◆ **Exercise objective**:
Answer these from the financial statement notes below:
(a) As what does the Company record accrued interest and penalties related to unrecognized tax benefits?
(b) Who paid the entity formation costs and offering costs on the Company's behalf?
(c) Below what amount does the charter say redemptions of Public Shares must never push the Company's net tangible assets?

◆ **Text to read**:
_ _ _ _
The Company complies with the accounting and reporting requirements of FASB ASC Topic 740, “Income Taxes,” which requires an asset and liability approach to financial accounting and reporting for income taxes. Deferred income tax assets and liabilities are computed for differences between the financial statement and tax bases of assets and liabilities that will result in future taxable or deductible amounts, based on enacted tax laws and rates applicable to the periods in which the differences are expected to affect taxable income. Valuation allowances are established, when necessary, to reduce deferred tax assets to the amount expected to be realized.

 

FASB ASC Topic 740 prescribes a recognition threshold and a measurement attribute for the financial statement recognition and measurement of tax positions taken or expected to be taken in a tax return. For those benefits to be recognized, a tax position must be more-likely-than-not to be sustained upon examination by taxing authorities. The Company recognizes accrued interest and penalties related to unrecognized tax benefits as income tax expense. There were no unrecognized tax benefits as of July 29, 2015. No amounts were accrued for the payment of interest and penalties at July 29, 2015. The Company is currently not aware of any issues under review that could result in significant payments, accruals or material deviation from its position. The Company is subject to income tax examinations by major taxing authorities since inception.

 

The Company may be subject to potential examination by U.S. federal, U.S. states or foreign jurisdiction authorities in the areas of income taxes. These potential examinations may include questioning the timing and amount of deductions, the nexus of income among various tax jurisdictions and compliance with U.S. federal, U.S. state and foreign tax laws. The Company’s management does not expect that the total amount of unrecognized tax benefits will materially change over the next twelve months.

 

Accrued expenses and due to affiliate

 

Accrued expenses represents amounts the Company owes to its vendors, for which service has been provided but the Company has not paid for. Due to affiliate represents entity formation costs and offering costs paid by an affiliate on behalf of the Company. These advances are non-interest bearing, unsecured and payable on demand.

  

F-7
 

 

JM GLOBAL HOLDING COMPANY

Notes to Financial Statement

July 29, 2015

 

2. SUMMARY OF SIGNIFICANT ACCOUNTING POLICIES (cont.)

 

Redeemable Common Stock

 

As discussed in Note 4, 4,000,000 of the 5,000,000 common stock shares sold as part of the units in the Public Offering contain a redemption feature which allows for the redemption of common stock under the Company’s liquidation or tender offer/shareholder approval provisions. In accordance with ASC 480, redemption provisions not solely within the control of the Company require the security to be classified outside of permanent equity. Ordinary liquidation events, which involve the redemption and liquidation of all of the entity’s equity instruments, are excluded from the provisions of ASC 480. Although the Company did not specify a maximum redemption threshold, its charter provides that in no event will it redeem its Public Shares in an amount that would cause its net tangible assets (shareholders’ equity) to be less than $5,000,001.
_ _ _ _
◆ **Record excerpts**:
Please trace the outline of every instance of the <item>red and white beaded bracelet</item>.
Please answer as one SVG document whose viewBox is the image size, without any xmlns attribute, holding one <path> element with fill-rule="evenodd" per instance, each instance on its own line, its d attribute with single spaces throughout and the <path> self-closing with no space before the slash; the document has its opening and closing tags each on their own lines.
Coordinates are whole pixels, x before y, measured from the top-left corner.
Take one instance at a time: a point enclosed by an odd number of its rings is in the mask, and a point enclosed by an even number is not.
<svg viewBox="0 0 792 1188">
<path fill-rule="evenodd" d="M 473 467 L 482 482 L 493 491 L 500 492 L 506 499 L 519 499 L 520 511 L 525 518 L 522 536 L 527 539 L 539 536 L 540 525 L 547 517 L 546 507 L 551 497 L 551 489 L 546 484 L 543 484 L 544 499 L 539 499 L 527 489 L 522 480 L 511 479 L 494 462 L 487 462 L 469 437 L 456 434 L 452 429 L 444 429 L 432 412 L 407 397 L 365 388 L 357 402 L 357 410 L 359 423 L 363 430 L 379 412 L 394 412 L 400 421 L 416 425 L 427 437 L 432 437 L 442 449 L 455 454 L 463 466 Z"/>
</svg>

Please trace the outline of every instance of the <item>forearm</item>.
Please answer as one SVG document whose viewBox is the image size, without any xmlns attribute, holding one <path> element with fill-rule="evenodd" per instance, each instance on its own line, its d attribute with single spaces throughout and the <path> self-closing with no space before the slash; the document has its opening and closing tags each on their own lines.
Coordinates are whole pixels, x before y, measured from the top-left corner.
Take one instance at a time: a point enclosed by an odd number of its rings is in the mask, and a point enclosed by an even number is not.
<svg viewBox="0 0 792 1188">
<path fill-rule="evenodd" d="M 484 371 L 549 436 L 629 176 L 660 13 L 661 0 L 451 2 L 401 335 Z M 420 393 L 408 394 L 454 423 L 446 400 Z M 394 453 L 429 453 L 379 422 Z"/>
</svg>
_ _ _ _
◆ **Correct output**:
(a) As income tax expense.
(b) An affiliate.
(c) $5,000,001.